DOCUMENT EXCERPT -
★ ★ ★
The intake air path of the internal combustion engine 100 is provided with an intake manifold 104 for appropriately distributing air sucked into the internal combustion engine 100, and a pressure sensor 105 for measuring pressure in the intake manifold 104. The intake manifold 104 extending to the compressor 101 may be provided with a throttle valve 103 which controls output of the internal combustion engine 100.

An exhaust gas path of the internal combustion engine 100 is provided with an exhaust gas energy regenerative unit 106 (e.g., turbine) which is driven by exhaust gas energy, and a power generator 107 which is driven by the exhaust gas energy regenerative unit 106.

The exhaust gas energy regenerative unit 106 is not especially limited only if the exhaust gas energy regenerative unit 106 is driven by exhaust gas and can obtain a rotation force from at least exhaust gas energy, and the turbine or a windmill can be used as the exhaust gas energy regenerative unit 106.

A path of the exhaust gas energy regenerative unit 106 extending to the internal combustion engine 100 may be provided with a catalyst device (not shown), and the catalyst device may be provided downstream of the exhaust gas energy regenerative unit 106. In addition, the path of the exhaust gas energy regenerative unit 106 extending to the internal combustion engine 100 may be provided with an exhaust gas recirculation path which bypasses the intake air path for recirculating exhaust gas. The exhaust gas recirculation path may be provided downstream of the exhaust gas energy regenerative unit 106.
★ ★ ★
ENTRIES PROVIDED -
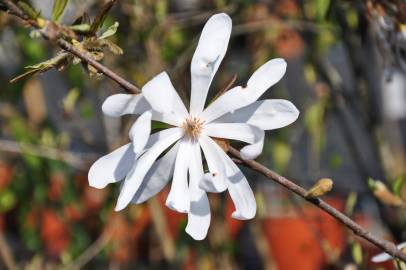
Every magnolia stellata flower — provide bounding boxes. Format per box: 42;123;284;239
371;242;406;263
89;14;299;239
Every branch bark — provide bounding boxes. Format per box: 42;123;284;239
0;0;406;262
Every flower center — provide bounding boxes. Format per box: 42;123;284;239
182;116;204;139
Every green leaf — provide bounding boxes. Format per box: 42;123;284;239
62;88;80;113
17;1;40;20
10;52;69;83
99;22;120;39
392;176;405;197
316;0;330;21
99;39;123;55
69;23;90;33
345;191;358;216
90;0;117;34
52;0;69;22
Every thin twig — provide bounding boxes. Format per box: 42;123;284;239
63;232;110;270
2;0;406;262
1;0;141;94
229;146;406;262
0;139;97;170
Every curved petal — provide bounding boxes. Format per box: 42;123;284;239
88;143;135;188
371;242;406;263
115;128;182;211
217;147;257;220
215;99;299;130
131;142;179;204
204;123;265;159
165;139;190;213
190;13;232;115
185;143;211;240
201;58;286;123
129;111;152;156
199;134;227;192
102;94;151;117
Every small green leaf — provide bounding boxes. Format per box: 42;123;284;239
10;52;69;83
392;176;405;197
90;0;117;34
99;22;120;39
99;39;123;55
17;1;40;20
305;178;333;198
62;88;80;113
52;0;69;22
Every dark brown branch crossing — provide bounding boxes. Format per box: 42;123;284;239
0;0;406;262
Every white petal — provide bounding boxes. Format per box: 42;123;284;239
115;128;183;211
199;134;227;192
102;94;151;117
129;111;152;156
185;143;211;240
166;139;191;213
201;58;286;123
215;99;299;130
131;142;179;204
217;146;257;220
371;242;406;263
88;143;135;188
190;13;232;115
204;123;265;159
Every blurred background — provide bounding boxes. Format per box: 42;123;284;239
★ ★ ★
TO-DO LIST -
1. In the engine description, what drives the power generator 107?
2. Render this sentence from the engine description in French: "The intake manifold 104 extending to the compressor 101 may be provided with a throttle valve 103 which controls output of the internal combustion engine 100."
3. Write out the engine description from "The intake air path of" to "combustion engine 100.", without any changes.
Rely only on the engine description, not the items.

TASK-BY-TASK OUTPUTS -
1. The exhaust gas energy regenerative unit 106.

2. Le collecteur d'admission 104 s'étendant jusqu'au compresseur 101 peut être muni d'un papillon des gaz 103 qui commande la puissance du moteur à combustion interne 100.

3.
The intake air path of the internal combustion engine 100 is provided with an intake manifold 104 for appropriately distributing air sucked into the internal combustion engine 100, and a pressure sensor 105 for measuring pressure in the intake manifold 104. The intake manifold 104 extending to the compressor 101 may be provided with a throttle valve 103 which controls output of the internal combustion engine 100.